Supplied text:
First off I want to address the whole distribution of labor and fairness thing…while I don’t really agree with that mindset within a marriage (because marriage is a partnership, not roommates splitting responsibilities…they should be supporting each other, and if OP is struggling to keep up—especially due to an ILLNESS—hubby should be helping to support her *at least a little bit*), even with “he works 55 hours a week”, okay, well..so does OP! In fact I’d argue that OP works even longer hours since moms don’t get days off or work shifts. Her condition even makes simple housework physically hard, not to mention chasing a toddler around all day is exhausting in itself, pregnant or not. I really don’t want to hear about her hubby’s “I work overtime” sob story, when she’s been “working overtime” since the day her first child was born (I presume). I’m not invalidating her husband’s exhaustion…because I have no doubt that his days are hard too, but labor is labor. And his labor ends at 3:30 while OP’s is ongoing as she still has to make dinner, put kids to bed, shower for the sake of hygiene, wash dishes, etc. As long as she’s working while he’s at work, they’re equal…so there’s no reason why he shouldn’t be expected to help lighten her load.

Records:
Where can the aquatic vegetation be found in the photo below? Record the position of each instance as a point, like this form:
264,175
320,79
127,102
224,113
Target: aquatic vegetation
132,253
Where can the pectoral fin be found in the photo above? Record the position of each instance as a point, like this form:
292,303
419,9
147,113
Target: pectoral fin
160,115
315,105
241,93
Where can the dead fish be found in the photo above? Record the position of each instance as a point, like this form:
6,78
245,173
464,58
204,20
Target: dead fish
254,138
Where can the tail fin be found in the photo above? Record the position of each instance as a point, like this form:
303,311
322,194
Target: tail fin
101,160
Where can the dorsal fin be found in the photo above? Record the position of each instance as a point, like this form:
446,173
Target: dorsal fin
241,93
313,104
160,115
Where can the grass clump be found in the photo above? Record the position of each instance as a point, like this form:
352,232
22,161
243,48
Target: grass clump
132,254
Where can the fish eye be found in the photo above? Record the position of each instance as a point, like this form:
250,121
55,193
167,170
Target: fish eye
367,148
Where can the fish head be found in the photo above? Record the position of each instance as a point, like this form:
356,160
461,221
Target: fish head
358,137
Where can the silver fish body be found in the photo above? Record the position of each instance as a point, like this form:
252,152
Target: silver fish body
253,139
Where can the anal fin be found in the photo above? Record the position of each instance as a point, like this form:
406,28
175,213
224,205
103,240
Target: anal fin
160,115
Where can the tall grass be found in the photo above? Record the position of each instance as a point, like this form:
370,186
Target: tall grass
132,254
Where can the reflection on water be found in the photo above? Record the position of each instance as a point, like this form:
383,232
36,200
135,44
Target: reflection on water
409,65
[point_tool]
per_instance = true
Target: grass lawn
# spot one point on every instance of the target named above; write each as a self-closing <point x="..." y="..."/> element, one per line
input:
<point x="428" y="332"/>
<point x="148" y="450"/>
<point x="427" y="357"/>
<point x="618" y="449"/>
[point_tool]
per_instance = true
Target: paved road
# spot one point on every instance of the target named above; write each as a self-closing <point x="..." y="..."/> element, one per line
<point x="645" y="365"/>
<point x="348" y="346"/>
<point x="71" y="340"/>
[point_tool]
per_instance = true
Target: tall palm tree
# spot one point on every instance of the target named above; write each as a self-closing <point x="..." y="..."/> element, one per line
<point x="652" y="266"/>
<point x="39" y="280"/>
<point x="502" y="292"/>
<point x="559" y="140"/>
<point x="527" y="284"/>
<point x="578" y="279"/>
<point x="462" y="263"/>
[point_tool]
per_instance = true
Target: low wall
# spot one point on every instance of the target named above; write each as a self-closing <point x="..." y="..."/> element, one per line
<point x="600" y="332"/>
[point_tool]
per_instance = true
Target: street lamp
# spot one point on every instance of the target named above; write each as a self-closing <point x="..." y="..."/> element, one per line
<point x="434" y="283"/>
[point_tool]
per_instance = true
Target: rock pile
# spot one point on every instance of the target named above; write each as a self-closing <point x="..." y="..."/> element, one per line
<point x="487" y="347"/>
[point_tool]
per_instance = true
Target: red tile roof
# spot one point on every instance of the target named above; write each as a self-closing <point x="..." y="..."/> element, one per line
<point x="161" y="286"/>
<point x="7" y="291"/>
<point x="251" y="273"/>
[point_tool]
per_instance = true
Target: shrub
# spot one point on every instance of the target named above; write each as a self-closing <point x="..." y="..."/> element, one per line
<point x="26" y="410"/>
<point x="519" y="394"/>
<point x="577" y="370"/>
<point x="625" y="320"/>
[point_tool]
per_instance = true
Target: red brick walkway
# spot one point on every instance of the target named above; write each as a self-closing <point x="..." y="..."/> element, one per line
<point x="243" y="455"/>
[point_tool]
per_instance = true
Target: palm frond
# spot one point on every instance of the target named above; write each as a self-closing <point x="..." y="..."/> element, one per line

What you will do:
1 - In the comment about sharing housework in a marriage, find these facts:
(a) How many hours a week does the husband work, according to the quoted line?
(b) At what time does the husband's labor end?
(c) What does the writer say marriage is, as opposed to roommates splitting responsibilities?
2 - Continue the comment about sharing housework in a marriage, picking up right after its final sentence.

Results of the exercise:
1 -
(a) 55 hours a week
(b) 3:30
(c) A partnership

2 -
Secondly, OP, I just want to say I can really feel for you because my hubby is almost exactly the same. If your dh is actually open to helping you as he said he is, take his word for it and maybe sit down with him and discuss setting up some chores for him…rather than having to ask him every week, “could you help clean the toilets?” agree upon that his duty is to clean the toilets which will be expected to be done once a week, without asking (if not the toilets, assign him to wash the dishes every other day, or fold the laundry, or whatever you two want to work out)…maybe if he knows what’s expected of him in advanced, he’d be more willing to actually do it?
But with that said, I don’t think the both of you should be working yourselves to the bone. Down time and quality time is extremely important for your mental and physical health, as well as the health of your relationship. I totally understand how the cleanliness of your house affects your mental health (I’m the same way), but your hubby shouldn’t have to sacrifice all his free time to meet unrealistic expectations—I’m not saying that your expectations for cleanliness are unrealistic because I obviously couldn’t know, but it’s just something to keep in mind. What I’m essentially suggesting is, compromise. Your dh should help out a bit more, and you should be less hard on yourself and accept that you won’t get everything done in one day, and that’s okay!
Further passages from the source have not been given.